* [THE PROBLEM] Present every one of the lines below as a numbered list, skipping blank lines and leaving the pictures out.

* [DATASET ENTRIES]
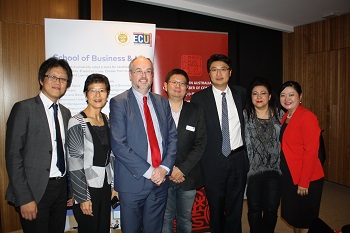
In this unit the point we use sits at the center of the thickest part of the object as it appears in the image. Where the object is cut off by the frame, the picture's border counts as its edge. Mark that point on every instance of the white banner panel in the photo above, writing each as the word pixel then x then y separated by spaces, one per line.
pixel 103 47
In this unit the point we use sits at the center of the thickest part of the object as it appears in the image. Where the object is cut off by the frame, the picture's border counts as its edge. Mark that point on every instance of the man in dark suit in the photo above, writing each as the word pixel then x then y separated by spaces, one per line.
pixel 186 176
pixel 144 141
pixel 35 155
pixel 225 163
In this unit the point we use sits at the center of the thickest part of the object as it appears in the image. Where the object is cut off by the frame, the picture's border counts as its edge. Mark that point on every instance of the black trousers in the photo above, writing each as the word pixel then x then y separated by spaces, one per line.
pixel 263 193
pixel 52 209
pixel 224 187
pixel 101 209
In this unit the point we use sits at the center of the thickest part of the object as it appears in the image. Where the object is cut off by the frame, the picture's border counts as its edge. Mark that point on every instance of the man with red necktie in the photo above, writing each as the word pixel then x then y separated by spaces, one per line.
pixel 144 141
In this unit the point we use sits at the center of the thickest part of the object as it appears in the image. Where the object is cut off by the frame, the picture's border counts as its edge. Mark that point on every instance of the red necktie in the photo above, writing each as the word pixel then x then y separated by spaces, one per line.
pixel 152 138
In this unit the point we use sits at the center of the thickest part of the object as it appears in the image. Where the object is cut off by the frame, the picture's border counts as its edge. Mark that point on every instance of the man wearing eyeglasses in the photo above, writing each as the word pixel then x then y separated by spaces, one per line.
pixel 225 162
pixel 186 176
pixel 144 142
pixel 35 152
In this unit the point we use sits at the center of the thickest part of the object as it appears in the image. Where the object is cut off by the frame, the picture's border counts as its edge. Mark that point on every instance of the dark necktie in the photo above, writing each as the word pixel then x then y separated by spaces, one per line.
pixel 226 147
pixel 152 138
pixel 60 154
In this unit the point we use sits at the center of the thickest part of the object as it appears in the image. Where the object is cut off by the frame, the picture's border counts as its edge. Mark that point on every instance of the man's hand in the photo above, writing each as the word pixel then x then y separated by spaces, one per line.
pixel 158 175
pixel 177 176
pixel 114 193
pixel 29 210
pixel 70 202
pixel 86 208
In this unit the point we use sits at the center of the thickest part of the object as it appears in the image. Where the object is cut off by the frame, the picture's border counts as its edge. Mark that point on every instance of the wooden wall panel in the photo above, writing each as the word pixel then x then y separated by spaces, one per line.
pixel 318 57
pixel 22 50
pixel 35 11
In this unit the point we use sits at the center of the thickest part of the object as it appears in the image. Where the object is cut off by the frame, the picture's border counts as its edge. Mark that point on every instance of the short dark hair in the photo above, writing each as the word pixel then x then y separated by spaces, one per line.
pixel 51 63
pixel 177 71
pixel 273 106
pixel 218 57
pixel 96 78
pixel 293 84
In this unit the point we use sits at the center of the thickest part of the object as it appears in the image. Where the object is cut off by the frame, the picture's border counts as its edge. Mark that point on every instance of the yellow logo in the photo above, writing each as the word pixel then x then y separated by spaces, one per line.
pixel 122 38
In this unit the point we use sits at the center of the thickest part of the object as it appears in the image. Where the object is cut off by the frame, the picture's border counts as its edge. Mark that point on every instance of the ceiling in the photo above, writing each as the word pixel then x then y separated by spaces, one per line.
pixel 282 15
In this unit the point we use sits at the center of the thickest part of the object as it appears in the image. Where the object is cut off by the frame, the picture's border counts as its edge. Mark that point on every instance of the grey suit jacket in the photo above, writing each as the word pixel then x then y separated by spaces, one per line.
pixel 129 140
pixel 28 150
pixel 205 99
pixel 192 139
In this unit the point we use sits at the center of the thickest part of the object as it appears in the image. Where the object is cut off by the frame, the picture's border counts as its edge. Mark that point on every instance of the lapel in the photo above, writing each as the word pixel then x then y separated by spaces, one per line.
pixel 185 113
pixel 42 118
pixel 210 102
pixel 157 105
pixel 135 110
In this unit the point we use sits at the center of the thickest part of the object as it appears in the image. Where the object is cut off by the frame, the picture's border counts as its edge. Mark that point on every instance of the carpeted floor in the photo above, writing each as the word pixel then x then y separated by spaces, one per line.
pixel 335 209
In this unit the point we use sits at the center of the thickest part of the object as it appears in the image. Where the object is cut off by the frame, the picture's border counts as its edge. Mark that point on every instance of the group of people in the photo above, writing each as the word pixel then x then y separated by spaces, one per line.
pixel 153 153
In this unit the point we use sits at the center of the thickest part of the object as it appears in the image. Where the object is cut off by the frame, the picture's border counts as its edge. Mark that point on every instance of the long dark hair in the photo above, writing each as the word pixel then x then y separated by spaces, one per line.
pixel 273 106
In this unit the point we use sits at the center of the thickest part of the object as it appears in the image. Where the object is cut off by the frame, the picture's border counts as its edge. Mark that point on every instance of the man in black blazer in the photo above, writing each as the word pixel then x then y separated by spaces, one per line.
pixel 225 163
pixel 186 176
pixel 38 186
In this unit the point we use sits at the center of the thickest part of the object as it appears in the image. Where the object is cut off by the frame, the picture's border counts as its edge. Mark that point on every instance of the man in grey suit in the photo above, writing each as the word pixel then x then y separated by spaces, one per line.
pixel 186 176
pixel 35 155
pixel 144 141
pixel 224 162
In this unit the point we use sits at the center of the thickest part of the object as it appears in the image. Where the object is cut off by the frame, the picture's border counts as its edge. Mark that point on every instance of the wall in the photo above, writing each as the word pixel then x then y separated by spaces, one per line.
pixel 318 57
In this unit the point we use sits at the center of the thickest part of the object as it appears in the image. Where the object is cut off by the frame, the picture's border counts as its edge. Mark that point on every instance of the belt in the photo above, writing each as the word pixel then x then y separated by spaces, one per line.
pixel 56 178
pixel 238 149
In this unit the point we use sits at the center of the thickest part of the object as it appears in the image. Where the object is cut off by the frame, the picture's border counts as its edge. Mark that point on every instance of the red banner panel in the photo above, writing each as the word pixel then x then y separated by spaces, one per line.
pixel 187 50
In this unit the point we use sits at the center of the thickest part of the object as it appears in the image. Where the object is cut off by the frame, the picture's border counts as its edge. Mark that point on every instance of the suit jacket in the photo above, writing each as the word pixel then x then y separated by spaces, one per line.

* [REPLY]
1. In this unit the point we use sits at the center of the thickest part of the object as it appears in the image. Where the object is cut off by the frame, the picture's border counts as its edge. Mark that point on every instance of the white banner panel in the photo above, writing each as the word pixel then x then y separated by spaces, one per line.
2. pixel 103 47
3. In this unit the point we use sits at the center of the thickest part of the object as it appears in the image. Where the object is cut off by the frame, the picture's border counts as its edge. Mark that point on every instance of the man in dark suit in the photo above, writing each as the word pixel then x then y separated by spaces, one per line.
4. pixel 186 176
5. pixel 144 141
6. pixel 35 155
7. pixel 225 163
8. In this unit the point we use sits at the center of the thickest part of the object as it appears in the image. Where the object is cut off by the frame, the picture's border counts as its edge. Mark that point on every instance of the black trousers in the photo above, writing each as the word pixel then x then y separated by spaces, one per line.
9. pixel 263 193
10. pixel 52 209
11. pixel 224 187
12. pixel 101 209
13. In this unit the point we use sits at the center of the thickest part of the object as it appears in the image. Where the object is cut off by the frame, the picture's border counts as its edge. Mark that point on every instance of the man with red necktie in the photo above, writing each as the word pixel then x then y separated by spaces, one per line.
14. pixel 144 141
15. In this unit the point we use sits at the center of the thickest part of the object as it appears in the image. Where the object is cut off by the frame, the picture's border counts as its edge. Mark that point on every instance of the red necktie in the photo above, writing each as the word pixel then x then y separated by spaces, one per line.
16. pixel 152 138
17. In this unit the point we use sits at the center of the thickest part of the object as it appears in the image. Where the object is cut off by the frame, the picture's border counts as its edge. Mark that point on every instance of the man wearing eyeglasses in the photo above, writing each as the word pixel then x then y separated by spaces, one per line.
18. pixel 225 162
19. pixel 186 176
20. pixel 144 142
21. pixel 35 152
22. In this unit the point we use sits at the center of the thickest part of the object as it appears in the image. Where the object is cut off by the frame, the picture's border counts as its edge. Mark that point on every instance of the dark necktie in the photo above, writing each as the word pixel then x then y separated by spaces, one per line.
23. pixel 226 147
24. pixel 152 138
25. pixel 60 154
26. In this unit the point we use sits at the center of the thickest part of the object as it appears in the image. Where the object is cut off by the frame, the picture's border counts as its edge. Mark that point on every instance of the man's hand in the photo above, writing each as the word pixel then x then y separated by spaces, one per line.
27. pixel 158 175
28. pixel 177 176
29. pixel 114 193
30. pixel 29 210
31. pixel 70 202
32. pixel 86 208
33. In this unit the point we use sits at the center of the thickest part of the object as it appears in the image. Where the object is cut off by the frame, the picture's border counts as its edge. Mark that point on every instance of the wooden wall panel in the photo above, writing each as the word pixel then x then y separated by spaces, one per line.
34. pixel 318 57
35. pixel 22 50
36. pixel 35 11
37. In this unit the point we use sits at the center of the thickest part of the object as it appears in the image. Where the object is cut off by the frame, the picture's border counts as its edge. Mark that point on every instance of the short dark hair in the photo above, writing each as the word pixel then x then y separated by spaces, one per line.
38. pixel 51 63
39. pixel 177 71
40. pixel 273 106
41. pixel 218 57
42. pixel 96 78
43. pixel 293 84
44. In this unit the point we use sits at the center of the thickest part of the object as it appears in the image. Where the object is cut off by the frame, the picture's border counts as its edge. Mark that point on every instance of the yellow logo in the photo above, writing each as the word pixel then x then y separated by spaces, one per line.
45. pixel 122 38
46. In this unit the point we use sits at the center of the thickest part of the object as it appears in the image. Where the object is cut off by the frame, the picture's border counts as its edge. Mark that point on every instance of the ceiling in the photo above, writing each as the word pixel then x then y separated by spaces, one per line.
47. pixel 282 15
48. In this unit the point we use sits at the center of the thickest part of the object as it appears in the image. Where the object is cut off by the frame, the picture's border counts as its edge. Mark that point on every instance of the grey suit jacket in the photo above, writing each as the word pixel then x then y separated by spaces, one per line.
49. pixel 129 140
50. pixel 28 150
51. pixel 205 99
52. pixel 192 139
53. In this unit the point we use sits at the center of the thickest part of the object as it appears in the image. Where the object is cut off by the frame, the picture's border counts as its edge. Mark that point on every instance of the lapel in the photo above, writing each as the word pixel then x then y separated by spaces, one per line.
54. pixel 185 113
55. pixel 42 118
56. pixel 210 102
57. pixel 157 105
58. pixel 135 110
59. In this unit the point we use sits at the center of the thickest part of the object as it appears in the image. Where the object is cut off by the frame, the picture's border counts as its edge. Mark that point on every instance of the carpeted floor in the photo above, writing each as the word pixel then x then y separated by spaces, one per line.
60. pixel 335 209
61. In this unit the point we use sits at the center of the thickest part of the object as it appears in the image. Where the object is cut off by the frame, the picture's border counts as its edge. Mark that point on every instance of the group of people in the photo above, writing each as the word pixel then x then y separated by spaces, one per line.
62. pixel 153 153
63. In this unit the point we use sits at the center of the thickest part of the object as it appears in the image. Where the object is cut off by the frame, the picture's border counts as its edge. Mark that point on every instance of the long dark hair in the photo above, writing each as the word pixel then x then y separated by spaces, one per line.
64. pixel 273 106
65. In this unit the point we use sits at the center of the thickest part of the object as it appears in the image. Where the object is cut off by the frame, the picture's border counts as its edge. Mark that point on every instance of the man in black blazer in the photo above, writing each as the word pixel then x then y separated by spaces, one per line.
66. pixel 225 163
67. pixel 186 176
68. pixel 38 186
69. In this unit the point we use sits at the center of the thickest part of the object as it appears in the image. Where the object is cut off by the frame, the picture's border counts as its edge. Mark that point on every instance of the man in grey suit in the photo above, writing each as the word pixel then x then y separated by spaces, one per line.
70. pixel 186 176
71. pixel 35 155
72. pixel 144 141
73. pixel 224 162
74. In this unit the point we use sits at the center of the thickest part of the object as it appears in the image. Where the object is cut off by the frame, the picture's border counts as its edge. Mark that point on every instance of the wall in the photo above, writing each as the word pixel then x then y separated by spaces, one per line.
75. pixel 318 57
76. In this unit the point we use sits at the center of the thickest part of the object as it appears in the image. Where the object is cut off by the frame, the picture's border counts as its edge. Mark that point on every instance of the belt in the photo above, writing each as the word pixel then x then y separated by spaces, one per line.
77. pixel 56 178
78. pixel 238 149
79. In this unit the point we use sits at the center of the thickest part of the object as it appears in the image. Where the object is cut off by the frame, the picture's border counts as its edge. Mark that point on every instance of the red banner panel in the photo above, writing each as the word pixel then x then y separated by spaces, one per line.
80. pixel 187 50
81. In this unit the point we use sits at the center of the thickest part of the object as it appears in the image. Where the object is cut off by the frame, the picture's border counts as its edge. Mark that point on every instance of the suit jacket in the photo above, writing each as the word pixel then x then y separated by spaces, one per line.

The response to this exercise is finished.